- Do zrobienia -
Zamień „fire truck” na „fire engine” we fragmencie od wiersza z „Where can you see the fire truck cab” do wiersza z „(1055, 542)” włącznie. Przepisz cały ten fragment, a poza tą zmianą zostaw go bez zmian.

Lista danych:
================================
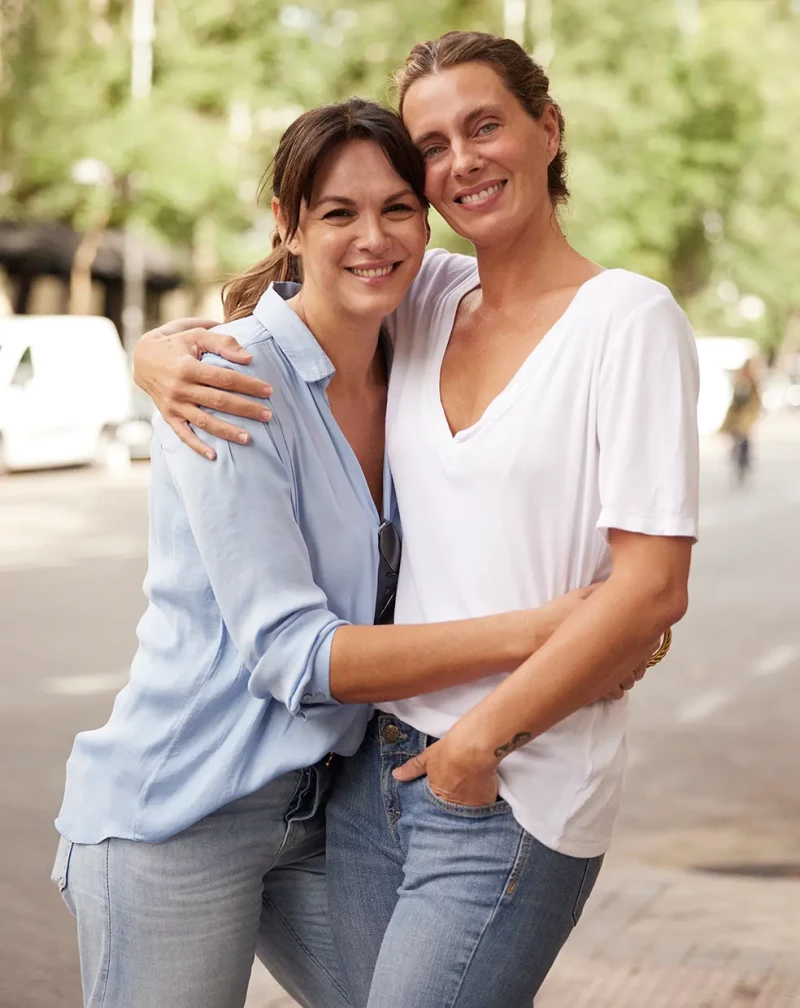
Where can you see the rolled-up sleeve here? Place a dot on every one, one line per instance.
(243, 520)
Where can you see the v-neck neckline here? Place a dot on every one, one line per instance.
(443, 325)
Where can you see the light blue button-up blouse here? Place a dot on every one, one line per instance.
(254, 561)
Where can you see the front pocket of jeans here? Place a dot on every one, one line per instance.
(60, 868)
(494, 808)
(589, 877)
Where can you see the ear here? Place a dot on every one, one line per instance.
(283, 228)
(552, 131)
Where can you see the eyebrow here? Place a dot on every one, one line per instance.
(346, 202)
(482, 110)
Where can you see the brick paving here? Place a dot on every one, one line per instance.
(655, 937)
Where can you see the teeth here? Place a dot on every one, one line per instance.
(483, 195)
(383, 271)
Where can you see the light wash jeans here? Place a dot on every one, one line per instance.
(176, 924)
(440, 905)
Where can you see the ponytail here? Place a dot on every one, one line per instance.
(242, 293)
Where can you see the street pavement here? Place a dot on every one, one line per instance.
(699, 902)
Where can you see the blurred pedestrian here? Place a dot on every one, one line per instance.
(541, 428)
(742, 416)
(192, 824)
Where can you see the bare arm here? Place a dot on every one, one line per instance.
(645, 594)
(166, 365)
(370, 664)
================================
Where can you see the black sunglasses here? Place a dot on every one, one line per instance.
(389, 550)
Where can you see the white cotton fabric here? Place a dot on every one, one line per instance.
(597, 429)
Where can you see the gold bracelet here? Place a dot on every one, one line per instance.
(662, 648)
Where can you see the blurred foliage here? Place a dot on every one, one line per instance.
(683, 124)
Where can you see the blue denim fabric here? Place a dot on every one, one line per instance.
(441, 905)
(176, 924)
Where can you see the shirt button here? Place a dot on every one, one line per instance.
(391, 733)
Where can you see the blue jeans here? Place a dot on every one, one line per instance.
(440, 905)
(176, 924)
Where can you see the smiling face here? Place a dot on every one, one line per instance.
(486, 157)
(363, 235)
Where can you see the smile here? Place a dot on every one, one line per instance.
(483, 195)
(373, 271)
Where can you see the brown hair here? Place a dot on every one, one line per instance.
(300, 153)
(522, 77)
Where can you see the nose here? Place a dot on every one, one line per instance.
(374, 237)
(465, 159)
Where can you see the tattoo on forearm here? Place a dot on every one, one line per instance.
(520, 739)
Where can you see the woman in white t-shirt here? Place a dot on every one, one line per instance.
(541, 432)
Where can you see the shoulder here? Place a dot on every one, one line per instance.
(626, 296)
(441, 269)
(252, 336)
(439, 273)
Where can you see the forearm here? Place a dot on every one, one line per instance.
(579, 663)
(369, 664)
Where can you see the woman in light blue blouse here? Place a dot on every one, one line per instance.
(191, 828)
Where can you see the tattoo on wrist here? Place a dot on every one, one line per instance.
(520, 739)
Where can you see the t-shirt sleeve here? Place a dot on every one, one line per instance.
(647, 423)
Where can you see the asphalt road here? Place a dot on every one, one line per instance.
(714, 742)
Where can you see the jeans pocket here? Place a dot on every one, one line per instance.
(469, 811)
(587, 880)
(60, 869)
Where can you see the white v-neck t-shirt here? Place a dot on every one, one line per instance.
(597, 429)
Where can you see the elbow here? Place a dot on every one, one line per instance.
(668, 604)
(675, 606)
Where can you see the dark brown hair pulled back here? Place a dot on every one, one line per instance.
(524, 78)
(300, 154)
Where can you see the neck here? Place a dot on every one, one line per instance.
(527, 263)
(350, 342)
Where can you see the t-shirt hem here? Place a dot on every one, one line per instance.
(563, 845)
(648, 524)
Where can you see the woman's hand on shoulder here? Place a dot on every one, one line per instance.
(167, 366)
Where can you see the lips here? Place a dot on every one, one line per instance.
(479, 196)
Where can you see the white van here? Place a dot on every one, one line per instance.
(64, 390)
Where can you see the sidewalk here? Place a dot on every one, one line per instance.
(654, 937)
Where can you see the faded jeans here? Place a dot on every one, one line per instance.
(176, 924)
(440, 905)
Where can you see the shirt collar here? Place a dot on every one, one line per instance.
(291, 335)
================================
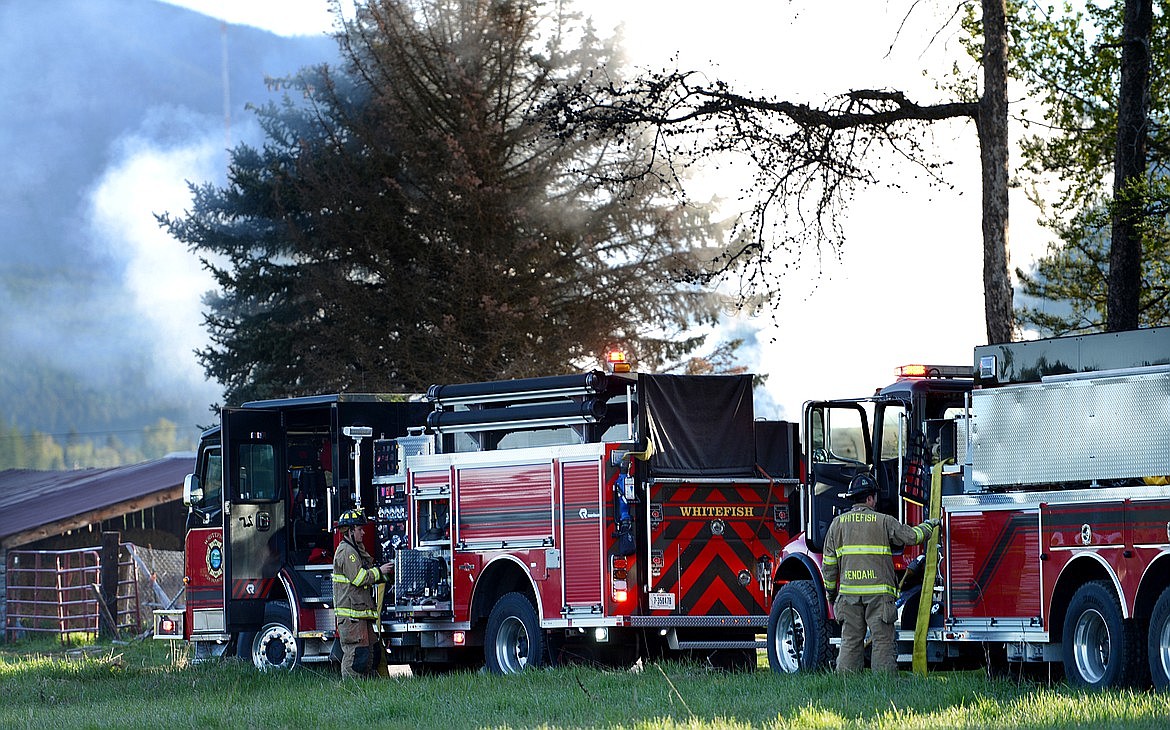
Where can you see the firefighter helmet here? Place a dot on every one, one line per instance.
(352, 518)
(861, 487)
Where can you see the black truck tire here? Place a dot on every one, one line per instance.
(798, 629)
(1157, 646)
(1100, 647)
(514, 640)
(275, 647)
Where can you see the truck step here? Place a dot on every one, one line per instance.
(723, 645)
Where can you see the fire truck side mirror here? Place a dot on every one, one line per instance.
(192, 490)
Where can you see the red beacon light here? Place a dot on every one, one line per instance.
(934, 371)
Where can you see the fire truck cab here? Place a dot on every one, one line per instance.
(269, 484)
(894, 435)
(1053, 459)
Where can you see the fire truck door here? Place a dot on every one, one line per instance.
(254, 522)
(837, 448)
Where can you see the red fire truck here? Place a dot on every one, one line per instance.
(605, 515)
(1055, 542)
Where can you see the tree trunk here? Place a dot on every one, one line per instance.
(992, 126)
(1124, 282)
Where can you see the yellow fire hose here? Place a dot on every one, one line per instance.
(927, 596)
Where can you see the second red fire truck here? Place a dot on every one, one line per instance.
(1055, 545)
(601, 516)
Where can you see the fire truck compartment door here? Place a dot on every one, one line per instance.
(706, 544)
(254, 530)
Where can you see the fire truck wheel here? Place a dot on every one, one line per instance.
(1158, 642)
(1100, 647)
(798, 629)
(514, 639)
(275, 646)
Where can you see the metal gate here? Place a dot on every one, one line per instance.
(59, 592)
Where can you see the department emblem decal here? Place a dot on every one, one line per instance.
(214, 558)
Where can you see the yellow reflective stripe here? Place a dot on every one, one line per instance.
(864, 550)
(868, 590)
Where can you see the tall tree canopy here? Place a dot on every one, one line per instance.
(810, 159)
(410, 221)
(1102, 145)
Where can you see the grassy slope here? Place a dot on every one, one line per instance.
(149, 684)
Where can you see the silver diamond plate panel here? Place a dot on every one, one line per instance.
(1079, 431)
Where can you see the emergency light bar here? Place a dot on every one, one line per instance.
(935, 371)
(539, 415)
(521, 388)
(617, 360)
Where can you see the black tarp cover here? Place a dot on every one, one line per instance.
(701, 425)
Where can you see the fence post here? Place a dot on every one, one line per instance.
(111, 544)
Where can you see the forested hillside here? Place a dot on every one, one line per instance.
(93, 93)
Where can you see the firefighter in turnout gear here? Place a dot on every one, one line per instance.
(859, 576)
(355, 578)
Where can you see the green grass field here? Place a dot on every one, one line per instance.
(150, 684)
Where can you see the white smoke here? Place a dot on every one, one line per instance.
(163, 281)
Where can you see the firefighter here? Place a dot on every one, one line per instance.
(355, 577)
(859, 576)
================================
- Rozwiązanie -
Where can you see the fire engine cab here? Place a dot on every one, one line per instance.
(269, 484)
(894, 435)
(1053, 459)
Where can you see the fire engine door here? Place a dot on every one, one line per instance.
(254, 522)
(837, 448)
Where can you see the red fire engine here? Place a dot on every one, one line per instance.
(605, 515)
(1055, 542)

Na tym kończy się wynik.